頂上へのアプローチはひとつじゃない。

VOL.249 / 250

片山 義章 KATAYAMA Yoshiaki

学生時代はアメフトに専念して、チームは全国ベスト8入りを果たす。卒業後、レーサーを目指し、2013~2014年はスーパーFJに、2015年にFIA-F4、JAF-F4に参戦。2016年からF3クラスにステップアップを果たし、今年の第8戦岡山で初優勝を挙げた。
夢はもちろんF1レーサーだが、岡山国際サーキットの営業部に所属し、現在は新規事業にも着手している。

幼少期からレーシングカートをやってきて
メーカー系の育成プロジェクトに乗り……
という国内レースのエスカレーターに立つことなく
片山義章はF3まではい上がってきた
「経験値で及ばないなら、別のアプローチを」
アメフトで培った肉体と精神力が
不可能を可能にする扉を次々に開けていく

 中学、高校は全寮制の男子校でした。愛知県の蒲郡市にあって僕は第1期生として入学したのですが、その寮長がアメフト部の顧問だったんです。アメフトと巡り合って始めてからは一生懸命に取り組み、先輩がいない中で全国ベスト8という結果を残すことができました。だから、19歳までレースとは無縁の生活。高校の友達がスーパーGTのテレビ番組を好きだったので僕も見たことはありましたが、そこまでレースに興味を持つこともありませんでした。  そんな自分がレースの世界に踏み込んだのは、高校卒業後です。縁あって岡山国際サーキットに勤めることになった父が、僕に「レースをやるか?」と勧めてきたので「やります!」と。運転免許を取得して車に乗るようになってから、少しずつ興味が出てきたんです。ただ、当初は運転できればいいやぐらいの気持ちだったので、免許はオートマ限定でした。今じゃ考えられないですよね。だから限定解除をするため、岡山サーキットの敷地内を使い、軽トラでミッション車の練習をやっていました(笑)。

━━━━━━

設問 a:
次の(i)～(iii)は本文の内容と合っていますか。それぞれ「はい」か「いいえ」で答え、判断の根拠となる本文の語句をそのまま引用してください。
(i) 片山義章が通った中学・高校は全寮制の男子校だった。
(ii) 最初に取った運転免許は、マニュアル車も運転できるものだった。
(iii) F3クラスへのステップアップは2016年からである。

課題の入力:
━━━━━━

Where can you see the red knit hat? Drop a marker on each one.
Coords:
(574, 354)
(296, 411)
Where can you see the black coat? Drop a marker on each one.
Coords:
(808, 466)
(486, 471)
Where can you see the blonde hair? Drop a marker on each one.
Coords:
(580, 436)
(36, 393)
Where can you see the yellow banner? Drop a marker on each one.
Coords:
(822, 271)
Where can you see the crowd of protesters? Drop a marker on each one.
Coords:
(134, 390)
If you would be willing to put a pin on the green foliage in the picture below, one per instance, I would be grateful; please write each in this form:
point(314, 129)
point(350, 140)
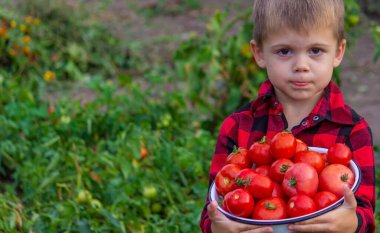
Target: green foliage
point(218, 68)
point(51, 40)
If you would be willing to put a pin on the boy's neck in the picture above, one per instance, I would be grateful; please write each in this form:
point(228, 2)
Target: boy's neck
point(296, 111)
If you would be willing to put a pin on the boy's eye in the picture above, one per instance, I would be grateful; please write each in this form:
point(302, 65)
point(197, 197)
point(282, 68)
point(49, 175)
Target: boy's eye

━━━━━━

設問 b: 本文の後に続く行データのうち、先頭の行から「point(51, 40)」を含む行までを、両端も含めて番号付きリストに書き直してください。空行は除き、画像は答えに入れないでください。

解答 a:
(i) はい。「中学、高校は全寮制の男子校でした。」
(ii) いいえ。「免許はオートマ限定でした。」
(iii) はい。「2016年からF3クラスにステップアップを果たし」

解答 b:
1. Where can you see the red knit hat? Drop a marker on each one.
2. Coords:
3. (574, 354)
4. (296, 411)
5. Where can you see the black coat? Drop a marker on each one.
6. Coords:
7. (808, 466)
8. (486, 471)
9. Where can you see the blonde hair? Drop a marker on each one.
10. Coords:
11. (580, 436)
12. (36, 393)
13. Where can you see the yellow banner? Drop a marker on each one.
14. Coords:
15. (822, 271)
16. Where can you see the crowd of protesters? Drop a marker on each one.
17. Coords:
18. (134, 390)
19. If you would be willing to put a pin on the green foliage in the picture below, one per instance, I would be grateful; please write each in this form:
20. point(314, 129)
21. point(350, 140)
22. Target: green foliage
23. point(218, 68)
24. point(51, 40)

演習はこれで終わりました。